● **Task details**:
Could you output each item below verbatim, keeping every line unchanged?

● **Input for this task**:
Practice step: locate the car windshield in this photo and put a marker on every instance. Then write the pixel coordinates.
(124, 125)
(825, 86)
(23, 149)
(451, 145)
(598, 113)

● **Exercise answer**:
Practice step: locate the car windshield in this photo and put a marker on every instance. Then write the pixel coordinates.
(124, 125)
(825, 86)
(23, 149)
(451, 145)
(598, 113)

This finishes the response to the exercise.